## Listed records
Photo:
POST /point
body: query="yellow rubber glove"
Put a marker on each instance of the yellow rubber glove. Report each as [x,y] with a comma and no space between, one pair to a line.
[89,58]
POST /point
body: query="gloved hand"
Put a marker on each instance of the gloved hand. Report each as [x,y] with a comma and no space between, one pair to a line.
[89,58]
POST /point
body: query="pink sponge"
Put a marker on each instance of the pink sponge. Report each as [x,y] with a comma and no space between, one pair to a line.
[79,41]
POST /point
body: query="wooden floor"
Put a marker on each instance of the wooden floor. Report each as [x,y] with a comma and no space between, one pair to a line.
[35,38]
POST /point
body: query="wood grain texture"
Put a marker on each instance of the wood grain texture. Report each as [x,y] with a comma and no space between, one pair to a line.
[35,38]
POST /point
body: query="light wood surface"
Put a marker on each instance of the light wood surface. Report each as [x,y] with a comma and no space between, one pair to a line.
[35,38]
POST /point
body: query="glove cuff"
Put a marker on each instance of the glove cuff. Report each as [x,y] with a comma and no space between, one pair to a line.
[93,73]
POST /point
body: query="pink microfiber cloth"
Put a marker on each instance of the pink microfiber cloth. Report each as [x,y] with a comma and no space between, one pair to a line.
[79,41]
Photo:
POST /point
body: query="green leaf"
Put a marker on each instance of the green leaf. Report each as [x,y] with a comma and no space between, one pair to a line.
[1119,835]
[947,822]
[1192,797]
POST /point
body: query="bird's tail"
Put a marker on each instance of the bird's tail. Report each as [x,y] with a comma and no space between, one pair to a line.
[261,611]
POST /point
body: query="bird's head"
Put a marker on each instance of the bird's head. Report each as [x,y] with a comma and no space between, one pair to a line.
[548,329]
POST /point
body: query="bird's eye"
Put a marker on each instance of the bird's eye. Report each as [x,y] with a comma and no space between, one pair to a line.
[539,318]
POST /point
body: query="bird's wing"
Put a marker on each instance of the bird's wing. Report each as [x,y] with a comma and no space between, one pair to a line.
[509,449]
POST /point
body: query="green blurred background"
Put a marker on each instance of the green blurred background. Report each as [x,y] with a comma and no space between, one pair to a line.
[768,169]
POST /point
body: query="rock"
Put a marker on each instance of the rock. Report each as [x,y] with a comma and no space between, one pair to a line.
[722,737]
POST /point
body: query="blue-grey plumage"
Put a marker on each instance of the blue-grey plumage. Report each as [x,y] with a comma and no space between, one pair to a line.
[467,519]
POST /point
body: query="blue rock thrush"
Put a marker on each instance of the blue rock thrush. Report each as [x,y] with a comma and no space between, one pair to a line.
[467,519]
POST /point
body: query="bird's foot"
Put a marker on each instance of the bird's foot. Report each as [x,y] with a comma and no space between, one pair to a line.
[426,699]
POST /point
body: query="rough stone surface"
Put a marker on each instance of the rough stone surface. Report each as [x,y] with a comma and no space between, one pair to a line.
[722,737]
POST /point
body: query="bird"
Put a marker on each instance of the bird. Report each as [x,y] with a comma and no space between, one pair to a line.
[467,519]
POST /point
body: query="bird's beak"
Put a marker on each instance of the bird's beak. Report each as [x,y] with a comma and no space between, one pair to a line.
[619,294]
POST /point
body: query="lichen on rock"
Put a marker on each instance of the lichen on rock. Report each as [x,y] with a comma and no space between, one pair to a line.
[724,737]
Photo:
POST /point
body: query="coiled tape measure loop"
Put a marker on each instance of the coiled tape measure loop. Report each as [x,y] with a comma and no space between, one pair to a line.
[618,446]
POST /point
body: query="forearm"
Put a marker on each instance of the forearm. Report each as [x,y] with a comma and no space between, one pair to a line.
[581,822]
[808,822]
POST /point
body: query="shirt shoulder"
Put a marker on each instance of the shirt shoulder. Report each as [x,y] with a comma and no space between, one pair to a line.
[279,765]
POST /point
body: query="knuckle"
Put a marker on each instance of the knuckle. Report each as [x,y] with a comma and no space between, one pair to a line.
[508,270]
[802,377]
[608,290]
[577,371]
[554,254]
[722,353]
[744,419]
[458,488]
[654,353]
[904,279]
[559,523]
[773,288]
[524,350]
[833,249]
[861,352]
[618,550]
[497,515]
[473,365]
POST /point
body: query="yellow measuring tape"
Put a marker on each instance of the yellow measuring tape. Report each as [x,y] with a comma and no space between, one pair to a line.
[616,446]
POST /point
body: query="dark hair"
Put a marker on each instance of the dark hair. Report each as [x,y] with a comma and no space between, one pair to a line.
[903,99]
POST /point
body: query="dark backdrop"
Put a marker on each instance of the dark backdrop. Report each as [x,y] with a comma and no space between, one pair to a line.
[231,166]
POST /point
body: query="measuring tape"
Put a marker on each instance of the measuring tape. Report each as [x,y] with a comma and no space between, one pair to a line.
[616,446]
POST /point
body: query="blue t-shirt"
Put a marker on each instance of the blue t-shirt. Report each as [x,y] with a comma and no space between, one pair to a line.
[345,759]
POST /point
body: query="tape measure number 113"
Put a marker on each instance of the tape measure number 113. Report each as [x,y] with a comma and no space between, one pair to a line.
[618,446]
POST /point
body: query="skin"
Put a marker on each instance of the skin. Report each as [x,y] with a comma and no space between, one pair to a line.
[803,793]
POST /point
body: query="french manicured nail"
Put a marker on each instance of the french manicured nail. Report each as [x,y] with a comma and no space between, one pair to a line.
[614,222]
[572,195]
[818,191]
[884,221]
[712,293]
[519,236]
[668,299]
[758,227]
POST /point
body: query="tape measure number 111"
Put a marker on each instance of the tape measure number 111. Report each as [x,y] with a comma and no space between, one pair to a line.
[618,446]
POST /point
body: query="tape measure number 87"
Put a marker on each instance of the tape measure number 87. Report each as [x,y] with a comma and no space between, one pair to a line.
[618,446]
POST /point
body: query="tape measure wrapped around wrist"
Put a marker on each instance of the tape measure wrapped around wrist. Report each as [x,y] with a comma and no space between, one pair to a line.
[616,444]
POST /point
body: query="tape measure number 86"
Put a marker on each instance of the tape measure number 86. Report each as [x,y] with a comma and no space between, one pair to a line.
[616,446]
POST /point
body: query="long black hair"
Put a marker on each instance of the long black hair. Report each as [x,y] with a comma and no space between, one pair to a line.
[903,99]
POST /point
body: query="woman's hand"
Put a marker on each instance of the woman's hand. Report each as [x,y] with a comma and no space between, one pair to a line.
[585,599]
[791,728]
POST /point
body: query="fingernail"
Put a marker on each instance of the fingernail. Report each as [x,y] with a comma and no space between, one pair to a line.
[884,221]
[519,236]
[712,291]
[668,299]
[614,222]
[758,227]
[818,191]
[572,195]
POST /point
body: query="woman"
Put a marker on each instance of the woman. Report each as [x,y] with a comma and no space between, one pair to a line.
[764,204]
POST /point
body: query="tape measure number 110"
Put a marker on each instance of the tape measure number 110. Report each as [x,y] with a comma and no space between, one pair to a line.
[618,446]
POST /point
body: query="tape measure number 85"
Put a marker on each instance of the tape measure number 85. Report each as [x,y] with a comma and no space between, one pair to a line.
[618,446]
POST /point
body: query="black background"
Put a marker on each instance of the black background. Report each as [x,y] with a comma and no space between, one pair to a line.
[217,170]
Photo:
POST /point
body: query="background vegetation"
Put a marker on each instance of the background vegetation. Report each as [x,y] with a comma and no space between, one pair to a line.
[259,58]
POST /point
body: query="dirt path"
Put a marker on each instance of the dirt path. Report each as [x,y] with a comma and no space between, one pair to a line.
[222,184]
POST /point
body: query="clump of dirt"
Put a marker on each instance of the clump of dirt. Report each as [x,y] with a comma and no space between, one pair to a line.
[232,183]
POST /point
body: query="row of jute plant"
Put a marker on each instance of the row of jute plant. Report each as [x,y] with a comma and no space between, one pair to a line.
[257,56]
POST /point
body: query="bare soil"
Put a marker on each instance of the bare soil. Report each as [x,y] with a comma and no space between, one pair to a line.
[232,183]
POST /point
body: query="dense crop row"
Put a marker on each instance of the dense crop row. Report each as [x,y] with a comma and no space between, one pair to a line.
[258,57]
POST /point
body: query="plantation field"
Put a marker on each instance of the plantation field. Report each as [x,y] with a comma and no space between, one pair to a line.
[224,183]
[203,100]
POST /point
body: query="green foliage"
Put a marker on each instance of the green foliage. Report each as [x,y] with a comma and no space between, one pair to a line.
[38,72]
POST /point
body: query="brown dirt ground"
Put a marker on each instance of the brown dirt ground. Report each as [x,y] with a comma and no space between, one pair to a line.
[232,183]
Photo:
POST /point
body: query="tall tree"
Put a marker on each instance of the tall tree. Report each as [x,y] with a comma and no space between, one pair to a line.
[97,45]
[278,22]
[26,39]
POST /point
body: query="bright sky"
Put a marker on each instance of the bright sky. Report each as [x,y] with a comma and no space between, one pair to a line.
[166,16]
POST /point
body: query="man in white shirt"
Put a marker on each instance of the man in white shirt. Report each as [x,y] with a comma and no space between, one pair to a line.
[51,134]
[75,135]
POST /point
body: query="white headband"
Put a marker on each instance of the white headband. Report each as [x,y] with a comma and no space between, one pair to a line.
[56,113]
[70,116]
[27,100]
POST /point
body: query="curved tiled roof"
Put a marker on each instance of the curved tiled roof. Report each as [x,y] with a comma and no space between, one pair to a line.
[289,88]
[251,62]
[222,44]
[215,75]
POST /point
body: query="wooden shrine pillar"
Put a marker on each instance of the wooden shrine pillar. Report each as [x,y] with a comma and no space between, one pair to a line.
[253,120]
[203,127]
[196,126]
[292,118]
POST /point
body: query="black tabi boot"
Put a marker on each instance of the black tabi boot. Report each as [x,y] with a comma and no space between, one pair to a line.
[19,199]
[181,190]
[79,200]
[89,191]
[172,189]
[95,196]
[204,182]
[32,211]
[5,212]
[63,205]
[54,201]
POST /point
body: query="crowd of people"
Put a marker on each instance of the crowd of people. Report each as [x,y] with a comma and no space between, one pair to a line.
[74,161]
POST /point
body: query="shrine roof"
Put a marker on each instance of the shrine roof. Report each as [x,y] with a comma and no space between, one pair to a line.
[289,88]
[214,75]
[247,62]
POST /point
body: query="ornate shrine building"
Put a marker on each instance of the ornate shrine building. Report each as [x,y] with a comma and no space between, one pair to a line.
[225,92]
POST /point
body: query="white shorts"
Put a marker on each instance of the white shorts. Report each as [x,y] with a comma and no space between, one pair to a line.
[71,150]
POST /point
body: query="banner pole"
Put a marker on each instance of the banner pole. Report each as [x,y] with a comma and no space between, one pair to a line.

## Task description
Among the lines of the preceding data, which ones hold the word "pole"? List them.

## Solution for this exercise
body: query="banner pole"
Put a marker on each instance of the banner pole. Report each as [x,y] with a comma and no space between, one pair to a line.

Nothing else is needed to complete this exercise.